Extracted material -
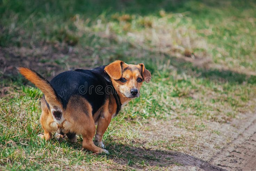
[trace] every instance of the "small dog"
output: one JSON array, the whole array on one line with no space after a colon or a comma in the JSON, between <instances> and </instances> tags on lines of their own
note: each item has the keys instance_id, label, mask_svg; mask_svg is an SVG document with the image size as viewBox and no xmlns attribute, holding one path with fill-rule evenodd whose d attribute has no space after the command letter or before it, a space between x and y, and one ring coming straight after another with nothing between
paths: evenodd
<instances>
[{"instance_id":1,"label":"small dog","mask_svg":"<svg viewBox=\"0 0 256 171\"><path fill-rule=\"evenodd\" d=\"M111 119L123 105L139 97L142 83L151 77L143 64L120 60L91 70L64 72L50 82L30 69L18 69L44 93L40 122L44 133L39 136L48 140L57 132L76 142L76 135L81 135L82 147L99 153L109 153L103 149L102 137Z\"/></svg>"}]
</instances>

Instruction -
Render all of the material above as a JSON list of strings, one string for each line, omitting blank lines and leaving the pictures out.

Task response -
[
  "[trace] every instance of the \"small dog\"",
  "output: one JSON array, the whole array on one line with no space after a colon or a comma in the JSON, between <instances> and </instances> tags on lines of their own",
  "note: each item has the keys instance_id, label, mask_svg; mask_svg is an SVG document with the image size as viewBox and no xmlns attribute, holding one path with fill-rule evenodd whose d attribute has no space after the command letter or before it, a space between x and y, and one ring coming straight after another with nothing between",
  "paths: evenodd",
  "<instances>",
  "[{\"instance_id\":1,\"label\":\"small dog\",\"mask_svg\":\"<svg viewBox=\\\"0 0 256 171\\\"><path fill-rule=\\\"evenodd\\\" d=\\\"M111 119L123 105L139 97L142 83L151 77L143 64L120 60L91 70L64 72L50 82L30 69L18 69L44 93L40 122L44 133L39 136L48 140L57 132L76 142L76 135L81 135L82 147L99 153L109 153L103 149L102 137Z\\\"/></svg>\"}]",
  "</instances>"
]